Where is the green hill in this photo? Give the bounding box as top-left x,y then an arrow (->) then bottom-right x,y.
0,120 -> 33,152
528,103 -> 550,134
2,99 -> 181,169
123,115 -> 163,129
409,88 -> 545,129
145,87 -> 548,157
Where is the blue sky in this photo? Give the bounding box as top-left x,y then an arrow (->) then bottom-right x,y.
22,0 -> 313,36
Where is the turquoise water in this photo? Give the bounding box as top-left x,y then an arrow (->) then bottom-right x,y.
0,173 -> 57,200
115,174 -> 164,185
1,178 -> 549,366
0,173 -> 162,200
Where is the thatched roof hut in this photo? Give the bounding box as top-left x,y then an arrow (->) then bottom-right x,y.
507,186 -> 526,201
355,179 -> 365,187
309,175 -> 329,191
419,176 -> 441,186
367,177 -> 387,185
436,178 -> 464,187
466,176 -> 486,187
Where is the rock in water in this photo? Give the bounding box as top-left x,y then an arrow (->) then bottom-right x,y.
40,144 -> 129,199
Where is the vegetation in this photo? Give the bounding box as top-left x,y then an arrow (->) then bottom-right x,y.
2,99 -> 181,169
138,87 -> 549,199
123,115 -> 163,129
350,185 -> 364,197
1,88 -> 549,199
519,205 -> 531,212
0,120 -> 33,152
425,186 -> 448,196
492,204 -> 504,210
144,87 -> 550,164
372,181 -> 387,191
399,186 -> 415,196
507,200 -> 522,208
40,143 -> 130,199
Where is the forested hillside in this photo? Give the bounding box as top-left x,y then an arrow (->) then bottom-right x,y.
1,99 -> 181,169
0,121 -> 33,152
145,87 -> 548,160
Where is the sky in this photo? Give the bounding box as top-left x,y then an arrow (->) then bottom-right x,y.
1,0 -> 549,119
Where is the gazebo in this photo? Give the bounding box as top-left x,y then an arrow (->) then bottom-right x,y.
· · · · · · ·
WHAT NEEDS TO BE DONE
Exactly as they stand, write out all of the entries.

RESULT
Where is the green hill in this photo? Give the bounding box as top-left x,y then an arrow (->) then bottom-right x,y.
0,120 -> 33,152
528,103 -> 550,134
2,99 -> 181,169
123,115 -> 163,129
409,88 -> 545,129
145,87 -> 548,157
Where is the blue sky in this photo? Give the bounding box as top-left x,y then an arrow (->) then bottom-right x,y.
22,0 -> 313,36
Where is the turquoise water in this photo? Give the bounding box as top-left x,y then an arrow (->) then bottom-right x,y.
0,173 -> 57,200
115,174 -> 164,185
1,178 -> 549,366
0,173 -> 162,200
Where is the thatched roof hut in this photo? Give the bounding box as top-left x,y then an arrow (->) then bottom-right x,y.
507,186 -> 526,201
355,179 -> 365,187
309,175 -> 329,191
419,176 -> 441,186
367,177 -> 387,185
436,178 -> 464,187
466,176 -> 486,187
Where is the rock in water in this photo? Give the bounding box as top-left x,y then an arrow (->) then bottom-right x,y.
40,144 -> 129,199
Where is the vegetation in this photo? Give the bounding box as top-left x,y then an arrow (->) then bottom-right x,y.
2,99 -> 181,169
138,87 -> 549,199
123,115 -> 163,129
350,185 -> 364,197
1,88 -> 549,199
519,205 -> 531,212
0,120 -> 33,152
425,186 -> 448,196
492,204 -> 504,210
144,87 -> 550,164
372,181 -> 387,191
399,186 -> 415,196
507,200 -> 522,208
40,143 -> 130,199
Where is the forested hillside in this photo? Give the bounding box as top-left x,y then an arrow (->) then bottom-right x,y.
1,99 -> 181,169
0,121 -> 33,152
145,87 -> 548,160
Where is the sky in this photo? Give the bounding box as top-left x,y then an arrow (->) then bottom-right x,y.
1,0 -> 549,119
Where is the gazebo in this photo? Give the bounding box as top-left x,y then an arrow (->) then bottom-right x,y.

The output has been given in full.